■ **Goal of the exercise**
Revise the material below by changing each "Tag each one with a point" to "Mark each one with a point" and leaving all other text untouched.

── Information given ──

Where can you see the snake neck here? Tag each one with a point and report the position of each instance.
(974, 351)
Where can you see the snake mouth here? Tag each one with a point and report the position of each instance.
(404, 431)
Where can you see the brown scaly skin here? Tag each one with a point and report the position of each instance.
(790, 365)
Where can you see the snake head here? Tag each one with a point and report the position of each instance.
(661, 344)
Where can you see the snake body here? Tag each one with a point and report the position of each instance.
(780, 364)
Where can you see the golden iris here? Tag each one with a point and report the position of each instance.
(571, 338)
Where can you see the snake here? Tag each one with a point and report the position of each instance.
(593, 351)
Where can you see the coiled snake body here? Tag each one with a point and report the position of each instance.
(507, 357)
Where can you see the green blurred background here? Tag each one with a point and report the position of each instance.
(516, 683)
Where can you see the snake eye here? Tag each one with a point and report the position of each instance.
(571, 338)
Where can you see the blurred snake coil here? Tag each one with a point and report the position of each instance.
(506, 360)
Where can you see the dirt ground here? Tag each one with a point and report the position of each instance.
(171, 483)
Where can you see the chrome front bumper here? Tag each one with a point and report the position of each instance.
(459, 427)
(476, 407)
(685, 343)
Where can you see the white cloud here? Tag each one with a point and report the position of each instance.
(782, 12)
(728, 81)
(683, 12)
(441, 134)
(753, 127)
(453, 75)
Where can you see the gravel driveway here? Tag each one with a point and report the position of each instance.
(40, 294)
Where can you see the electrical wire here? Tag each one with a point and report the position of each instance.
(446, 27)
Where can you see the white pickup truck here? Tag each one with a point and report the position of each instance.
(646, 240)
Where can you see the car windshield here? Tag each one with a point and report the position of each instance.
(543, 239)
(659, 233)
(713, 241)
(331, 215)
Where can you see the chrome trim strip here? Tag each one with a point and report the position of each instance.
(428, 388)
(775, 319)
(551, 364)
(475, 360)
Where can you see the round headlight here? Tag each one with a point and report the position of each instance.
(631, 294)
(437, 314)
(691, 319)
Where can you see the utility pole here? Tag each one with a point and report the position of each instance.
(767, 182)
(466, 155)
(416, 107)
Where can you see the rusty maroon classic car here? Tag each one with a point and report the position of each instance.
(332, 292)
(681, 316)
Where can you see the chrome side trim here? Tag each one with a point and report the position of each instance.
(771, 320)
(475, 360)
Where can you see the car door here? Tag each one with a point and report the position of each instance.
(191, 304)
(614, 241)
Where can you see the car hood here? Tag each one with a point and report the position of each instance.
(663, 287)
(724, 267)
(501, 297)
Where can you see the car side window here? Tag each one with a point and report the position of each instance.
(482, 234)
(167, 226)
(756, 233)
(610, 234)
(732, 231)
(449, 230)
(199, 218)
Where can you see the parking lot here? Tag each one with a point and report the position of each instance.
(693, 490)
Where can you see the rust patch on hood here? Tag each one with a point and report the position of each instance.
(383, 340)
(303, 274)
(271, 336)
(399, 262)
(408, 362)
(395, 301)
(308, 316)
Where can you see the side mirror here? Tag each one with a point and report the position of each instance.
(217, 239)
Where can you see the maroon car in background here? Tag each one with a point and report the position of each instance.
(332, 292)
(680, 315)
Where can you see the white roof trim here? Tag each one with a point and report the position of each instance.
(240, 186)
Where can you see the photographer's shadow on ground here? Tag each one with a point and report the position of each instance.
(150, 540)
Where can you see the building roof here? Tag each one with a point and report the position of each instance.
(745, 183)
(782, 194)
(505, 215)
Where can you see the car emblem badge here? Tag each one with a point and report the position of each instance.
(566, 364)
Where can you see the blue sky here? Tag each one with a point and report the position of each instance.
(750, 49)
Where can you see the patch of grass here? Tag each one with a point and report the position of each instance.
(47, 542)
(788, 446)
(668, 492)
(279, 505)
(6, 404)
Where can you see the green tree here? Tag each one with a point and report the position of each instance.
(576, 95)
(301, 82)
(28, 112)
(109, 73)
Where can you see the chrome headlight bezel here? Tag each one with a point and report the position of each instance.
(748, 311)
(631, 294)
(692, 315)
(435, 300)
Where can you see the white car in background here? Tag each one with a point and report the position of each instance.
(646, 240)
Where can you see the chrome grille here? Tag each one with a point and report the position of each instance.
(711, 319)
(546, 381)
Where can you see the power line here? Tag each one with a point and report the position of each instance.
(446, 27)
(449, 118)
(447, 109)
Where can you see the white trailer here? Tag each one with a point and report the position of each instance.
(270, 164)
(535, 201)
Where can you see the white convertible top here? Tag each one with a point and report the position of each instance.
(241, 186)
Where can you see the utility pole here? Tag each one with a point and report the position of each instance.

───

■ **The answer**
Where can you see the snake neck here? Mark each one with a point and report the position of each instance.
(974, 351)
Where can you see the snake mouth here? Mark each one with a point and report the position of each instance.
(404, 431)
Where can you see the brown scaly skin here? Mark each one with a point and report the position of each instance.
(790, 365)
Where can you see the snake head here? Mark each one with a point and report the position of each instance.
(661, 344)
Where can you see the snake body here? Mark each one with a point and report the position of each instance.
(780, 364)
Where can you see the golden iris here? Mark each one with a point and report the position of each instance.
(571, 338)
Where can you see the snake here? Mark each one with a point and report the position of each instance.
(593, 351)
Where can you see the coiled snake body here? Mark each one with a point and report the position of each instance.
(507, 357)
Where can you see the green blurred background here? Mark each one with a point and report the position of each instance.
(516, 683)
Where can you see the snake eye here? Mark each one with a point and report the position of each instance.
(571, 338)
Where can you see the blurred snake coil here? Mark each one with a point and report the position of each instance.
(506, 360)
Where can you see the dirt ground here? Mark each one with a point and report the position of each instance.
(171, 483)
Where can you see the chrome front bumper here? Mark each one with a point and report the position of each instance.
(459, 427)
(476, 407)
(685, 343)
Where can you see the white cloud here? Mark each one with a point and report the position of each instance.
(782, 12)
(728, 81)
(683, 12)
(441, 134)
(753, 127)
(453, 75)
Where can you see the gravel driveway here? Mark each one with a point and report the position of each instance.
(40, 294)
Where can you see the electrical wire here? Mark each one with a point and report the position of each instance.
(446, 27)
Where can you see the white pickup truck here? Mark each one with a point and report the position of each instance.
(646, 240)
Where can you see the car windshield here? Mark each one with a point and report the position of each instance.
(543, 239)
(659, 233)
(713, 241)
(331, 215)
Where can you see the chrome trim strip here? Mark each one with a point and report the position of each instance.
(428, 388)
(775, 319)
(551, 364)
(475, 360)
Where can you see the round headlight here? Mark each one with a point and report the position of each instance.
(631, 294)
(437, 314)
(691, 319)
Where can you see the utility pole here? Mark each one with a point and report the position of each instance.
(767, 182)
(466, 155)
(416, 107)
Where can you see the rusty maroon classic car here? Mark each one with a point and report the position of each instance.
(332, 292)
(681, 316)
Where can you see the chrome side trim here? Mark each one with a point and report the position of each instance.
(771, 320)
(475, 360)
Where can you see the car door here? Mark each one with a point and report the position of each instance.
(191, 304)
(614, 241)
Where can you see the car hood here? Mark each one with a point and report the position of each instance.
(663, 287)
(724, 267)
(501, 297)
Where can you see the car side window here? Mark each one with a point and report the position of each instance.
(482, 234)
(167, 226)
(756, 233)
(610, 234)
(732, 231)
(449, 230)
(199, 218)
Where can you see the parking lot here? Mark each one with a point and report the position of each instance.
(693, 490)
Where can you see the rust patch on hood here? Mark each one with a point and report the position of each instance.
(383, 340)
(303, 274)
(271, 336)
(399, 262)
(408, 362)
(395, 301)
(308, 316)
Where can you see the side mirror here? Mark each one with a point and report the position of each instance.
(217, 239)
Where can you see the maroon car in background here? Mark each one with a point and report the position of each instance.
(332, 292)
(680, 315)
Where can you see the white roof trim here? Mark each one with a point and report the position of each instance.
(240, 186)
Where can you see the photographer's shadow on ground here? Mark each one with a point and report the position of each instance.
(150, 540)
Where can you see the building roof here? Mark each one with a point and report the position of each instance.
(745, 183)
(782, 194)
(505, 215)
Where can you see the car emblem badge here? Mark each one with a point and report the position of each instance.
(566, 364)
Where can you see the blue sky here? Mark each one with a point and report the position of each instance.
(750, 49)
Where can you see the patch of grass here? Mark each one with a point and report the position of each instance.
(47, 542)
(788, 446)
(668, 492)
(279, 505)
(6, 404)
Where can you see the green tree here? Mark each one with a point and report the position of each instance.
(576, 95)
(301, 82)
(28, 112)
(109, 73)
Where can you see the chrome headlight bezel here? Mark each one with a point and report the position of each instance.
(748, 311)
(631, 294)
(692, 315)
(435, 300)
Where can you see the white car in background here? Mark each one with a point and report the position of each instance.
(646, 240)
Where can you see the chrome grille here? Mark each one with a point and report the position of each instance.
(711, 319)
(546, 381)
Where can you see the power line here? Mark each one with a point and report the position of each instance.
(446, 27)
(449, 118)
(447, 109)
Where can you see the white trailer here? Mark each one with a point and report the position of each instance.
(270, 164)
(535, 201)
Where can you see the white convertible top here? Mark each one with a point and report the position of each instance.
(241, 186)
Where can you see the utility pole here? Mark each one with a point and report the position of each instance.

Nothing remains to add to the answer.